WORK TO COMPLETE: Reproduce the material starting at the line containing "If you could point at the car" and ending at the close of the material, both ends included and each request line kept as it stands. Scale every pixel coordinate in the answers by 1.45, rounding to whole numbers with halves rounded up.

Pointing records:
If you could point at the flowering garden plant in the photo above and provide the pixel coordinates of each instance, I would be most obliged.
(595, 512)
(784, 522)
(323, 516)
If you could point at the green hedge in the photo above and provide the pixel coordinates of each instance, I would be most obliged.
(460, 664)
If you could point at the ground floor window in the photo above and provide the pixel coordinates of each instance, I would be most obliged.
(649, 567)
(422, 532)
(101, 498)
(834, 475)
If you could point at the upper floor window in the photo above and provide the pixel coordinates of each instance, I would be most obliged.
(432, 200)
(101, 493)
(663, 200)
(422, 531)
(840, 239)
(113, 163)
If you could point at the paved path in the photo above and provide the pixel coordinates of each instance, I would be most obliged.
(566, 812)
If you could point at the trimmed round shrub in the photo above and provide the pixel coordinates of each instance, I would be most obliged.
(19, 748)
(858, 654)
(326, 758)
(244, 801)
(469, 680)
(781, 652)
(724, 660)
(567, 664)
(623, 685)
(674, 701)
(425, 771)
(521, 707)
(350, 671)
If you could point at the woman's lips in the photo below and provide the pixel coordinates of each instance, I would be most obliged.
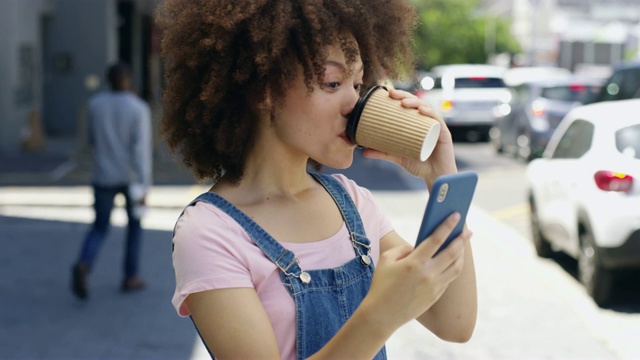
(346, 139)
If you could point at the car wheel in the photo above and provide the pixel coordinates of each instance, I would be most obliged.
(540, 243)
(524, 147)
(597, 280)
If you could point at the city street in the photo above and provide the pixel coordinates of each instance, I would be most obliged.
(528, 307)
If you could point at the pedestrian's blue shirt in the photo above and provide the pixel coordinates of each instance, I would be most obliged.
(120, 133)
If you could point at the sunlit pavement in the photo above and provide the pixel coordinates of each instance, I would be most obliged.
(528, 308)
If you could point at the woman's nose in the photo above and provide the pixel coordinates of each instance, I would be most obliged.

RESPONSE TO THE EXERCISE:
If you could point at the car wheel in the photo above and provide the pixel coordinates of each instance, I would be most obliged.
(783, 352)
(760, 213)
(866, 406)
If you could point at the city street in the photo above and provide the pixel coordinates of each instance, I would be most obliged.
(766, 445)
If you could point at the pedestrian's blue shirt in the photo above and provide the pixel coordinates of each instance, I would be most obliged.
(174, 193)
If you could point at the sunlit pavement in the photo above and provide the pixel coordinates of each instance, I would be most obliged.
(766, 447)
If you could point at the woman's nose in the photo above and provide the pixel coordinates of each instance, I would be most obliged.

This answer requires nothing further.